— Activity —
Find the line in the entries below that contains "the colorful patterned shirt". Repeat it exactly, and every line after it through the line that contains "Task: locate the innermost point of each instance of the brick".

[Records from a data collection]
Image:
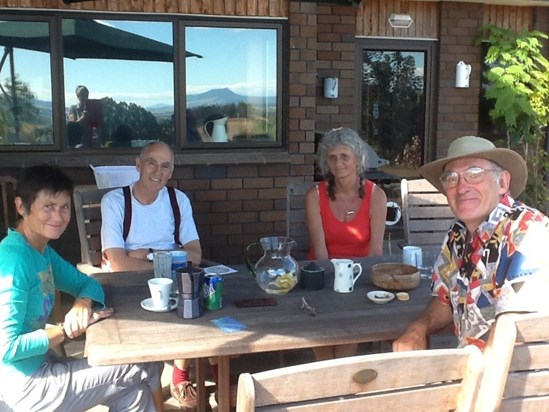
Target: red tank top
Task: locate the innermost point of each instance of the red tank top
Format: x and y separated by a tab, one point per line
345	239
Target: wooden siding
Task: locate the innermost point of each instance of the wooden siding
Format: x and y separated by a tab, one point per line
251	8
373	16
509	17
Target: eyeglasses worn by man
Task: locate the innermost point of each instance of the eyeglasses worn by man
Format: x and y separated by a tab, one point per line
493	259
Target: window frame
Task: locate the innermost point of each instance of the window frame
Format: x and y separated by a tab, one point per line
430	48
179	23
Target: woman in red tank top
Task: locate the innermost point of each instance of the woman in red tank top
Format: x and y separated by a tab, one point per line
345	213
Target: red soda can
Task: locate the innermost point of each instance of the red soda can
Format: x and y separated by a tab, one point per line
213	292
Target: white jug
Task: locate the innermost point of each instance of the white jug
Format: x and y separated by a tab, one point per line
344	272
219	132
463	72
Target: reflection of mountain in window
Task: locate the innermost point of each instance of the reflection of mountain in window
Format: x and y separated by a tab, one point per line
236	80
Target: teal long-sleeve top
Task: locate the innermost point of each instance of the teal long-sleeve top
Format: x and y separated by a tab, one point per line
28	279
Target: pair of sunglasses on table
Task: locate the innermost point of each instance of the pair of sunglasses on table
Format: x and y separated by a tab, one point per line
472	175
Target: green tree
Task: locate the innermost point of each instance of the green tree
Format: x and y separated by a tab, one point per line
21	118
142	122
518	78
395	112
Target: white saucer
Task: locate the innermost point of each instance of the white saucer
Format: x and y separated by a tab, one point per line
147	305
380	296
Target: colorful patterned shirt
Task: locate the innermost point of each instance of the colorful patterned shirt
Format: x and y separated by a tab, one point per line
502	268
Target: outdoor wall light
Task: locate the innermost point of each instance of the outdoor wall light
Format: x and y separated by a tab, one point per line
331	87
400	21
463	73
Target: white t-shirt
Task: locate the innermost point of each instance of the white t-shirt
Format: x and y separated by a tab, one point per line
152	226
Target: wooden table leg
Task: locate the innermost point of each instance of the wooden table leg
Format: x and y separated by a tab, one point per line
200	384
223	384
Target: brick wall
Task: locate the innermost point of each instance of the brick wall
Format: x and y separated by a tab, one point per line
457	108
336	58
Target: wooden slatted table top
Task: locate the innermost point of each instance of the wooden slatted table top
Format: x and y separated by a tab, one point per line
133	334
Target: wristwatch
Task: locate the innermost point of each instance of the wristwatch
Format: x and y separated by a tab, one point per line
62	326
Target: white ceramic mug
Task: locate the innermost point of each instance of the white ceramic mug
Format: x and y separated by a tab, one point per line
162	264
345	276
160	289
412	255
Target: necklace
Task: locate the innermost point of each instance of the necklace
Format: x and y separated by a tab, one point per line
349	214
349	210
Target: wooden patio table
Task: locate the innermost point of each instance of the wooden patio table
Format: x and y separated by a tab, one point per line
135	335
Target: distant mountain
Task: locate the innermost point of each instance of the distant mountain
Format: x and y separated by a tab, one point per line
212	97
219	97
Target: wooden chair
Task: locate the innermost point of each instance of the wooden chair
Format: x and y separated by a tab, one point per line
517	365
429	380
426	215
9	214
87	206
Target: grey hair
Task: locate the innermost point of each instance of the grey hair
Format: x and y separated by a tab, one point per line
341	136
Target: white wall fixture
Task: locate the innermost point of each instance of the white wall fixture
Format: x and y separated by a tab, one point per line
400	21
463	73
331	87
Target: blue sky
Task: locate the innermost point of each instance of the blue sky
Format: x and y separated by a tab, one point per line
148	83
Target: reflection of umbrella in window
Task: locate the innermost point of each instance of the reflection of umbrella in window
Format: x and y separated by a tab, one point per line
81	39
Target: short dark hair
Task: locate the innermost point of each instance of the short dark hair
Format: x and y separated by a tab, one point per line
43	177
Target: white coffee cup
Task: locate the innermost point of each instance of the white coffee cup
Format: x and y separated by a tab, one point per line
412	255
160	289
345	277
162	264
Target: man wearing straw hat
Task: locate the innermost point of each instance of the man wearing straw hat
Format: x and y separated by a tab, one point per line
493	259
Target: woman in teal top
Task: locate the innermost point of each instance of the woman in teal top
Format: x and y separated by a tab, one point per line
32	376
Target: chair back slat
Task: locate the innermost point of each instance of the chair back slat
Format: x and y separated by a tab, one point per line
446	379
517	365
426	215
87	205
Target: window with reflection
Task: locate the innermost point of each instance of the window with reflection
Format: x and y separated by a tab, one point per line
25	84
231	90
118	82
395	117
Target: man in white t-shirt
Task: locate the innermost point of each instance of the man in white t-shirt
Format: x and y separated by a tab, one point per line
152	226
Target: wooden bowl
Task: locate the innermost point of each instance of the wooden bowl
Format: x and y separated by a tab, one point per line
395	276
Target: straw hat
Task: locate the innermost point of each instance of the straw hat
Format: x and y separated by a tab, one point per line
473	146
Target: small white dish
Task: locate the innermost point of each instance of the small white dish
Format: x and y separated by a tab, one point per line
147	305
380	296
219	270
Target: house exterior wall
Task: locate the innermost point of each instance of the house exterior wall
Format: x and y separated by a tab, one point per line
237	202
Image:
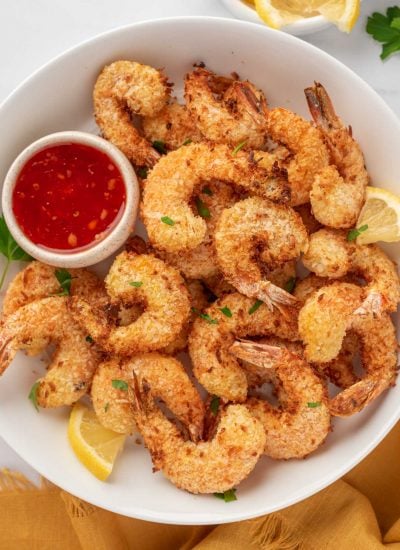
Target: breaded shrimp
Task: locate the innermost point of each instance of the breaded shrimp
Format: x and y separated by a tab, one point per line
208	466
170	222
173	126
201	262
309	152
255	233
168	381
33	328
144	279
330	254
235	116
123	89
302	421
338	192
233	316
38	281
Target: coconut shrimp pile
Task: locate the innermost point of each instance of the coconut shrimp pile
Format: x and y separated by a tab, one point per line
238	198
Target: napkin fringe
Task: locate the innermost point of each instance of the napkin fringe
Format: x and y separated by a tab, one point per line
11	480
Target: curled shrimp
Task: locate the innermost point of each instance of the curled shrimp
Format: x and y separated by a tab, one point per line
173	126
330	254
122	89
39	280
302	422
338	192
233	316
309	153
33	328
168	380
225	110
170	222
208	466
254	233
138	279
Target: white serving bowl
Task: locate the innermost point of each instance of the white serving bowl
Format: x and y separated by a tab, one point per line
299	28
58	97
114	237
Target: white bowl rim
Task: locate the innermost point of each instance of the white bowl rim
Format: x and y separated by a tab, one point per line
170	517
121	227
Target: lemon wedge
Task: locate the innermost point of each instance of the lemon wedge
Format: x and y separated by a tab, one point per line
381	215
95	446
277	13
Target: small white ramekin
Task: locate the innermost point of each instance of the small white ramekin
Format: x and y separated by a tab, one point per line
114	237
299	28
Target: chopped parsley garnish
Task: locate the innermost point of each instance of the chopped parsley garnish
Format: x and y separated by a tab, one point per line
353	233
214	405
238	147
167	220
207	191
119	385
160	147
63	276
202	208
227	496
226	311
255	306
290	284
386	29
142	172
33	394
205	316
10	249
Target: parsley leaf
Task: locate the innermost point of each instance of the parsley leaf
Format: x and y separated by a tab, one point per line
255	306
214	405
386	29
227	496
63	276
33	394
167	220
160	147
10	249
202	208
205	316
119	385
353	233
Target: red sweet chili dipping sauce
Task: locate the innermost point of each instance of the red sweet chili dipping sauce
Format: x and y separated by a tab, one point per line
67	196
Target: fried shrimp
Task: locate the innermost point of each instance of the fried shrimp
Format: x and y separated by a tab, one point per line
123	89
309	152
170	222
168	381
144	279
38	281
33	328
338	192
208	466
173	126
330	254
236	115
254	233
302	422
233	316
201	262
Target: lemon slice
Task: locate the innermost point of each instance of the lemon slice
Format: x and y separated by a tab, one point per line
277	13
381	213
95	446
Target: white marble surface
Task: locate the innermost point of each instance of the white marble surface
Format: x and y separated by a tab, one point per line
32	33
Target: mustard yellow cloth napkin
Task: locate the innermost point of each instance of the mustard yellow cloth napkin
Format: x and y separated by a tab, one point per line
359	512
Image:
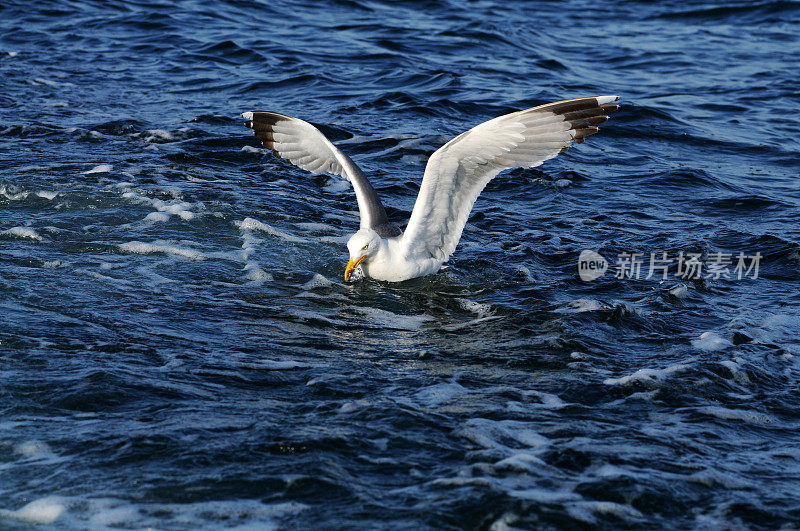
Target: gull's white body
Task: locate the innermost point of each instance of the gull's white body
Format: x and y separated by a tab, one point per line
454	177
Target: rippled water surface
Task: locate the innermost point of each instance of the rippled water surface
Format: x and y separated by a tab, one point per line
177	348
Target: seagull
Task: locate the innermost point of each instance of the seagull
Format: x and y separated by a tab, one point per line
454	177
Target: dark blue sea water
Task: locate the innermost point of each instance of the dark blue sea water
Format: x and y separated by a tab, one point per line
178	350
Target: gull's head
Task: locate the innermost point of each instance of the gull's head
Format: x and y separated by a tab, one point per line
362	245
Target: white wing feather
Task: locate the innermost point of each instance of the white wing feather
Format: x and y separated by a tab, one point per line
458	171
305	146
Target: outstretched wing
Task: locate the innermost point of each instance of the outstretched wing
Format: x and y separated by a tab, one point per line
305	146
458	171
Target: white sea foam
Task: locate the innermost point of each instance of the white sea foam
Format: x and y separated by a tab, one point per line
436	395
317	281
23	232
256	274
100	168
680	291
745	415
137	247
38	512
255	225
586	510
47	195
275	365
34	450
251	149
479	308
647	377
499	434
157	135
157	217
393	321
12	195
103	513
711	341
582	305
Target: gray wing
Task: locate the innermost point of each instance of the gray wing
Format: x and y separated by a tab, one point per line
305	146
458	171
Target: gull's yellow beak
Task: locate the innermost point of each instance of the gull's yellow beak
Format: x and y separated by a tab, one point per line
350	266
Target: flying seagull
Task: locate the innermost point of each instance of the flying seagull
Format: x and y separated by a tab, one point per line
454	177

— Output below —
Task: locate the innermost point of each instance of the colorful patterned shirt
Format: x and y separated by a tab, one point per line
502	268
Target: outdoor wall light
Task: locate the innermost point of each instance of the outdoor wall light
Format: x and y separated by a tab, one point per line
331	87
400	21
463	73
Target: white t-shirt
Task: locate the innermost point of each instance of the white t-shirt
Format: x and y separated by a tab, one point per line
152	226
Target: wooden table leg
Task: locate the innermost point of each instance of the wooden table leg
Format: x and y separated by a tab, one point per line
200	384
223	384
Target: brick wall
Task: locate the innermost point of each instance of the brick wall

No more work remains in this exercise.